Text excerpt:
══════════════════════════════

8. Troubleshooting Methodology

  1. Network Layer: Test ping, netcat connectivity
  2. Service Layer: Verify NodePort exposure
  3. Application Layer: Check NATS gateway logs
  4. Configuration Layer: Validate generated config files
  5. Only then: Modify gateway endpoint configuration

Phase 3: Singapore Service Deployments ✅

Service Configuration

Singapore services are configured in helm/global/singapore/ with separate directories for:

  • websocket/: WebSocket server configuration
  • webtransport/: WebTransport server configuration

Both services connect to the Singapore NATS cluster and are configured with Singapore-specific ingress hosts and node selectors.

══════════════════════════════

Data under study:

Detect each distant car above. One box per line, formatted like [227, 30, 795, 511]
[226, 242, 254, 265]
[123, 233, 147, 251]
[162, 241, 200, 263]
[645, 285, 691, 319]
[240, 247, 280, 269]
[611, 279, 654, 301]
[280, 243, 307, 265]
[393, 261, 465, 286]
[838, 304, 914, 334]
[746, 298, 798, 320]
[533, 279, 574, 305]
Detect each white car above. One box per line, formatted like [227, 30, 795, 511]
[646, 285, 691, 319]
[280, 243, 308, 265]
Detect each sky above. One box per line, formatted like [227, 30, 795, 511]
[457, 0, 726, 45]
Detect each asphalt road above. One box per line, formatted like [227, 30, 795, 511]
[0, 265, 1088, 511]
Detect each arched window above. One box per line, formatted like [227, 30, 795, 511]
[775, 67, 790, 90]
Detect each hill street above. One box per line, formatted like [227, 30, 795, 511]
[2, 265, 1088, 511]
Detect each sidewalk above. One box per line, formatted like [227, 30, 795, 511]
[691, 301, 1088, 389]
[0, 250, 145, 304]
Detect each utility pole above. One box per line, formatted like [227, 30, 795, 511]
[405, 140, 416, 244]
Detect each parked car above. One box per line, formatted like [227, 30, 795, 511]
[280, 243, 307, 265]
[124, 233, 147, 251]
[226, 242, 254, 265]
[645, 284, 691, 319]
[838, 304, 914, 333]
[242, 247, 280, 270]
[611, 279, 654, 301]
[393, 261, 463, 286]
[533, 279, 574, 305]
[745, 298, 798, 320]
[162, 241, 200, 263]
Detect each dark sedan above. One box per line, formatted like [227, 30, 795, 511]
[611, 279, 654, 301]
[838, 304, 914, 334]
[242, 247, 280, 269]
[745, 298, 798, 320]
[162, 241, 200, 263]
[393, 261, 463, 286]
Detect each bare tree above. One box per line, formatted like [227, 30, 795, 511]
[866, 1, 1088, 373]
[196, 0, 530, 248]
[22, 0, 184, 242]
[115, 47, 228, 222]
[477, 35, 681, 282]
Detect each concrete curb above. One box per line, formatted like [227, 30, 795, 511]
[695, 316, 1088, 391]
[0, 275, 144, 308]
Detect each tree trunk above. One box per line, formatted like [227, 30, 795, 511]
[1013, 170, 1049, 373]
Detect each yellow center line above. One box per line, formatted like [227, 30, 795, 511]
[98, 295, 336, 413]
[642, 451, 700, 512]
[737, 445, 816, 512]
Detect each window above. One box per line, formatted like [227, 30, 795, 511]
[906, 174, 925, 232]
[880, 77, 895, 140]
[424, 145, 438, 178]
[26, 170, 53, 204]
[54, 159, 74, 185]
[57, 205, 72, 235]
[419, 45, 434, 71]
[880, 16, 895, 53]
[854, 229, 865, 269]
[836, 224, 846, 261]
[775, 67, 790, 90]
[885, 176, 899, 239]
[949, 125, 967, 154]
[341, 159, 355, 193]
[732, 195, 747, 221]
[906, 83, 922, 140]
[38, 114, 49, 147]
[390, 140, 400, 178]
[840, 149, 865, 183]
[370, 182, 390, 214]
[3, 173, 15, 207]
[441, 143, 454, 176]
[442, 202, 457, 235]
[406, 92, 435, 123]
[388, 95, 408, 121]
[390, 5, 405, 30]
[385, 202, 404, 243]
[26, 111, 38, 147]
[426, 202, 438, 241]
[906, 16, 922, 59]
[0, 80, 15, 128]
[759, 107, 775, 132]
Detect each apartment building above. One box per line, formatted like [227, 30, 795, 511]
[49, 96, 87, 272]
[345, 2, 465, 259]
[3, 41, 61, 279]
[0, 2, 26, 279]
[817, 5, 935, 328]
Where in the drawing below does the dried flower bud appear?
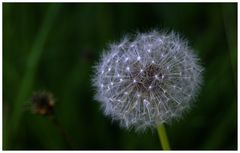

══════════════════════════════

Exercise details:
Please answer these questions from the deployment notes above.
1. Which layer of the troubleshooting methodology covers checking NATS gateway logs?
2. In which directory are the Singapore services configured?
3. Which NATS cluster do the WebSocket and WebTransport services connect to?

Worked solution:
1. The Application Layer.
2. helm/global/singapore/
3. The Singapore NATS cluster.